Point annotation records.
━━━━━━━━━━━━━━━━━━━━━━━━━━━━━━

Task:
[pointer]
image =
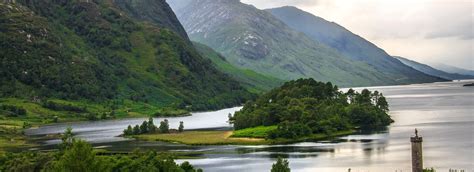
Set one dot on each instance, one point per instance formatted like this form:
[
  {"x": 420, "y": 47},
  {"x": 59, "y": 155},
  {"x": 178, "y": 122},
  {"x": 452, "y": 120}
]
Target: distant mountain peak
[{"x": 259, "y": 40}]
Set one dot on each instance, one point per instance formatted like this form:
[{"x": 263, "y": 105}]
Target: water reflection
[{"x": 443, "y": 112}]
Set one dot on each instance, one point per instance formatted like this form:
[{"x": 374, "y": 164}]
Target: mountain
[
  {"x": 95, "y": 52},
  {"x": 452, "y": 69},
  {"x": 253, "y": 81},
  {"x": 155, "y": 11},
  {"x": 254, "y": 39},
  {"x": 432, "y": 71},
  {"x": 347, "y": 43}
]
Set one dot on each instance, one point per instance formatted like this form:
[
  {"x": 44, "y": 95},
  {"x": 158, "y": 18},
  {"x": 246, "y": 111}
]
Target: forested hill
[
  {"x": 304, "y": 107},
  {"x": 349, "y": 44},
  {"x": 93, "y": 51},
  {"x": 155, "y": 11}
]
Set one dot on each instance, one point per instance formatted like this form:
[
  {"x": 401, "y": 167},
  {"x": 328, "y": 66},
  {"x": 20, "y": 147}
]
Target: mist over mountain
[
  {"x": 254, "y": 39},
  {"x": 432, "y": 71},
  {"x": 94, "y": 51}
]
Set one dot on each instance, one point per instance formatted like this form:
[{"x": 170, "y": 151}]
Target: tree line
[
  {"x": 305, "y": 106},
  {"x": 148, "y": 127}
]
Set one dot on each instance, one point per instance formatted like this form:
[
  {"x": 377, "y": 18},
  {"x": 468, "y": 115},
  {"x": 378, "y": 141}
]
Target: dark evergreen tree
[
  {"x": 282, "y": 165},
  {"x": 181, "y": 126},
  {"x": 164, "y": 126},
  {"x": 136, "y": 130}
]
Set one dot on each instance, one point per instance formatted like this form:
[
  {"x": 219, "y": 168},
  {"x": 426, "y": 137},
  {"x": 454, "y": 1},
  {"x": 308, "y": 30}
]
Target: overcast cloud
[{"x": 428, "y": 31}]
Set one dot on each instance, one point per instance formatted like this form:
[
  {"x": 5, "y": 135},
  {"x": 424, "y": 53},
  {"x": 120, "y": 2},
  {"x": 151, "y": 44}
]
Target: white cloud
[{"x": 423, "y": 30}]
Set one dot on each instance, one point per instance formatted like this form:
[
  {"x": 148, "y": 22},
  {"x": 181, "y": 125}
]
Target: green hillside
[
  {"x": 91, "y": 53},
  {"x": 254, "y": 39},
  {"x": 251, "y": 80}
]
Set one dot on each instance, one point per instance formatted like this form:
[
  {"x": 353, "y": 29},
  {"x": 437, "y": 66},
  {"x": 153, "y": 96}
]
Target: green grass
[
  {"x": 255, "y": 132},
  {"x": 202, "y": 138},
  {"x": 251, "y": 80},
  {"x": 228, "y": 138}
]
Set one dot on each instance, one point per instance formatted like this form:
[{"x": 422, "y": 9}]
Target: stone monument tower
[{"x": 416, "y": 153}]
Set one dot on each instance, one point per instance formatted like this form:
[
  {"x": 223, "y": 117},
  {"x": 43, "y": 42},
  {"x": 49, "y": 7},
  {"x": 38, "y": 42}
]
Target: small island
[{"x": 300, "y": 110}]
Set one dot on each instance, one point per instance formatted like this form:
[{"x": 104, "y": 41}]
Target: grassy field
[
  {"x": 37, "y": 114},
  {"x": 203, "y": 138},
  {"x": 256, "y": 132}
]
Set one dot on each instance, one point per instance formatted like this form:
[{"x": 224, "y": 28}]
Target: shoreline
[{"x": 212, "y": 137}]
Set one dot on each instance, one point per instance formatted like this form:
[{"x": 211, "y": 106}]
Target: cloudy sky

━━━━━━━━━━━━━━━━━━━━━━━━━━━━━━

WHAT THIS TASK INVOLVES. Which lines in the data above contain the string "tree"? Copy each of them.

SOLUTION TO THIS TASK.
Target: tree line
Target: dark evergreen tree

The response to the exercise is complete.